_DESCRIPTION OF THE TASK_
Please tally the lines in the items below that contain the string "track", with case counting, and reply with only the number.

• • •

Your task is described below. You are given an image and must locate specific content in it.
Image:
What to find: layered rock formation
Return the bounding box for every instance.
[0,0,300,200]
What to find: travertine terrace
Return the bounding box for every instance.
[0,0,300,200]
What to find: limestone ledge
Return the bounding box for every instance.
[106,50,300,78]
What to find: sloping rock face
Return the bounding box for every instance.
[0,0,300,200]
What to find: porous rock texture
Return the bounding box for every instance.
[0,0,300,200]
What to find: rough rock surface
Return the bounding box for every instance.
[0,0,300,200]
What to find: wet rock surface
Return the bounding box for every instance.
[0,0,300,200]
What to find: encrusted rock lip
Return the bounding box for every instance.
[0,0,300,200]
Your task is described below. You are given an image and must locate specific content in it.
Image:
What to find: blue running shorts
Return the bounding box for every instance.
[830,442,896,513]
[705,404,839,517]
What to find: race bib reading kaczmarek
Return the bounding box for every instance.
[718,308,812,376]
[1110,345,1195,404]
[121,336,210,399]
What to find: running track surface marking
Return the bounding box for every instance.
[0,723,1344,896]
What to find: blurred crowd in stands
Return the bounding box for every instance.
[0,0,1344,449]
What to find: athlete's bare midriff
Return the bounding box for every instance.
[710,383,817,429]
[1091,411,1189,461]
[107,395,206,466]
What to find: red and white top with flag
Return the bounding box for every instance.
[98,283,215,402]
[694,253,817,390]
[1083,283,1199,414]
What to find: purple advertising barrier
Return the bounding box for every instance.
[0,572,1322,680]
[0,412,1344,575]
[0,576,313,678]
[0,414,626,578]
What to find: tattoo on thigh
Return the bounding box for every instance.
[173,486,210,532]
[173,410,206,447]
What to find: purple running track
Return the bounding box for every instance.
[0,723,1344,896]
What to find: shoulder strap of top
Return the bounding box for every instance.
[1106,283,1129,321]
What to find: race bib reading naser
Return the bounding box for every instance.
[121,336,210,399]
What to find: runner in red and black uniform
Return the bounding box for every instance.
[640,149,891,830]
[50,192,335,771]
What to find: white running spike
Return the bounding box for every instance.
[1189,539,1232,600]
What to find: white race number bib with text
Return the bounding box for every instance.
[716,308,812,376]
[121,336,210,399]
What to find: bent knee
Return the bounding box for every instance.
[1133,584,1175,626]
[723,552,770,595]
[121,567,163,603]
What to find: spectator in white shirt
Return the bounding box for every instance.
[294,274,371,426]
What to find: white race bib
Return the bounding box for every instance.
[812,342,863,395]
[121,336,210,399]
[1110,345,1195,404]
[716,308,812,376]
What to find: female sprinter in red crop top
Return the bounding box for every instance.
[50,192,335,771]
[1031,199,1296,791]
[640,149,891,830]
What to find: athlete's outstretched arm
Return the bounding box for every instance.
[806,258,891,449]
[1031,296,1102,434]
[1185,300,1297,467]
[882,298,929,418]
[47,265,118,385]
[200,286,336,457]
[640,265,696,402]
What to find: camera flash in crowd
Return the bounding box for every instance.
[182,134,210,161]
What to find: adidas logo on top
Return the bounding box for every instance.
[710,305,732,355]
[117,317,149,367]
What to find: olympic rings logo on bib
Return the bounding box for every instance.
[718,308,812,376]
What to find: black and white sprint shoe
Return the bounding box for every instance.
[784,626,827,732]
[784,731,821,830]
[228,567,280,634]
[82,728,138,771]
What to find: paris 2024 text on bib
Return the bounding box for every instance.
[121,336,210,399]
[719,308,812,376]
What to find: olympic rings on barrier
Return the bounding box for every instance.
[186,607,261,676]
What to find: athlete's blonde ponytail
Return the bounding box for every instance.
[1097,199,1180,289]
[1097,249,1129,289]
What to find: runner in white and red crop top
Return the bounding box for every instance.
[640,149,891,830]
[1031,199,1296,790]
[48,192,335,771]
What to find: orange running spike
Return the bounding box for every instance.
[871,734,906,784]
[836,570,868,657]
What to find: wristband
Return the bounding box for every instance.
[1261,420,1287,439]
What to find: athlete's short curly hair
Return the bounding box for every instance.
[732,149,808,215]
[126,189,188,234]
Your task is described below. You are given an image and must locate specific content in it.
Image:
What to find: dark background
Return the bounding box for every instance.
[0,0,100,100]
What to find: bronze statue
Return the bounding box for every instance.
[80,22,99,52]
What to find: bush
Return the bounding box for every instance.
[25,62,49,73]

• • •

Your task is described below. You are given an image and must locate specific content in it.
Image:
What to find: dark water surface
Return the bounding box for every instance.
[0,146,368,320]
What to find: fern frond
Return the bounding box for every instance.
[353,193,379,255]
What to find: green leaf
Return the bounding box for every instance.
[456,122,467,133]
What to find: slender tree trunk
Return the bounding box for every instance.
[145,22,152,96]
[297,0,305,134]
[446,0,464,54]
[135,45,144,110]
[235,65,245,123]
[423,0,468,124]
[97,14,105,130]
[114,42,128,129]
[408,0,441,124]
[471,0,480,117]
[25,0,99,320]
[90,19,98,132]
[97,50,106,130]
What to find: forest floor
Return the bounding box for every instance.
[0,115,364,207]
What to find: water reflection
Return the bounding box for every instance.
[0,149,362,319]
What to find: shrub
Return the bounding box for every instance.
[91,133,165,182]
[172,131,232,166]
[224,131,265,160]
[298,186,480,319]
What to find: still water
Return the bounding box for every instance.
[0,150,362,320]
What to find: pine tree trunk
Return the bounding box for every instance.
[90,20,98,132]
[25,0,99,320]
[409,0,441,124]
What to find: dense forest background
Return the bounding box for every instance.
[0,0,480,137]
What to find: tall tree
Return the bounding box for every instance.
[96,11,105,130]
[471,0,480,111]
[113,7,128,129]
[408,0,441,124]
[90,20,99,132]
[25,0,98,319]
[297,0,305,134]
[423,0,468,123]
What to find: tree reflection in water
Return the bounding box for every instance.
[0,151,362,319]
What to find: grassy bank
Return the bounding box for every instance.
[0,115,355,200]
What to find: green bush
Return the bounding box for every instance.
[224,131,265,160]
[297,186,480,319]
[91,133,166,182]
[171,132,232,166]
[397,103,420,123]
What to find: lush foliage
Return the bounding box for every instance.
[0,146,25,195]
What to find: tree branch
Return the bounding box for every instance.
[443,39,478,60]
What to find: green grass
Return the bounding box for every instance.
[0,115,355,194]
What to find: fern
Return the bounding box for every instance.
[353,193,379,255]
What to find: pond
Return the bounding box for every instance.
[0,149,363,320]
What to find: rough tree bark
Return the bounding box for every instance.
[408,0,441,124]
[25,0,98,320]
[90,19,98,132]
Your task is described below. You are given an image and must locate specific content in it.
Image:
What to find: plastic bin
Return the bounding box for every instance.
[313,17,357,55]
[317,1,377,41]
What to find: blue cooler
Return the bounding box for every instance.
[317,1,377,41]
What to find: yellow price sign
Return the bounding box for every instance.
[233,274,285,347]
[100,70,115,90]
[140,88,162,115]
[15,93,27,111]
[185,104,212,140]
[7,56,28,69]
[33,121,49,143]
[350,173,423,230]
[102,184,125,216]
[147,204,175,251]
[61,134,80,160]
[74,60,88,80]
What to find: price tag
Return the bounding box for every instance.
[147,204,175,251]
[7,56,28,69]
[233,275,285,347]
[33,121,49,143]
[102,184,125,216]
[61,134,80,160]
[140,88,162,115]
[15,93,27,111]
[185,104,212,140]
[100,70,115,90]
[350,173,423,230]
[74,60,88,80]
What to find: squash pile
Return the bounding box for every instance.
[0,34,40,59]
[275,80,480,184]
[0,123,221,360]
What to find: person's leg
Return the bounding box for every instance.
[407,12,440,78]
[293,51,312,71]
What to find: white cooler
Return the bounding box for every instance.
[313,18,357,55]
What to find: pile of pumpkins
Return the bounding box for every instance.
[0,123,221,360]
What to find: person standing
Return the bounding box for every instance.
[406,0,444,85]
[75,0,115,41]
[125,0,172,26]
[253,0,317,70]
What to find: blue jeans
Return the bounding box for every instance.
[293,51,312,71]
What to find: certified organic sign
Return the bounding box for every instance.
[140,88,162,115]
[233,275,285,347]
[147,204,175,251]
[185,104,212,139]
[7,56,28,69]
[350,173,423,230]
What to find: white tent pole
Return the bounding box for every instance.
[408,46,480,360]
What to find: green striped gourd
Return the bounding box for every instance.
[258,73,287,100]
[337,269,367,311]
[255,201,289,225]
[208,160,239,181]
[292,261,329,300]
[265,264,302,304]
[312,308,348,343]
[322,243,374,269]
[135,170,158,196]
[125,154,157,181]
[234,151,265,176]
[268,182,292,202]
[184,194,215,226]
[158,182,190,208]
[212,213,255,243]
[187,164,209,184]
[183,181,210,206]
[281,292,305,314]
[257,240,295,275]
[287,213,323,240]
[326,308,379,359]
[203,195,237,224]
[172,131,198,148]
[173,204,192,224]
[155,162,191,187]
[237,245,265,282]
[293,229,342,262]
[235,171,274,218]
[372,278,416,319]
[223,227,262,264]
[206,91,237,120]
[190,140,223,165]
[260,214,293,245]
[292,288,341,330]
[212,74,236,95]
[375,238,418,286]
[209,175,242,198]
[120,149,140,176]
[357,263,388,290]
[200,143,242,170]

• • •

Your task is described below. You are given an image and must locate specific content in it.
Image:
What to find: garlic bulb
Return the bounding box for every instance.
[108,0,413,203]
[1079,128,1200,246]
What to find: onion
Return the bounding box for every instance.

• • •

_EXERCISE RESPONSE_
2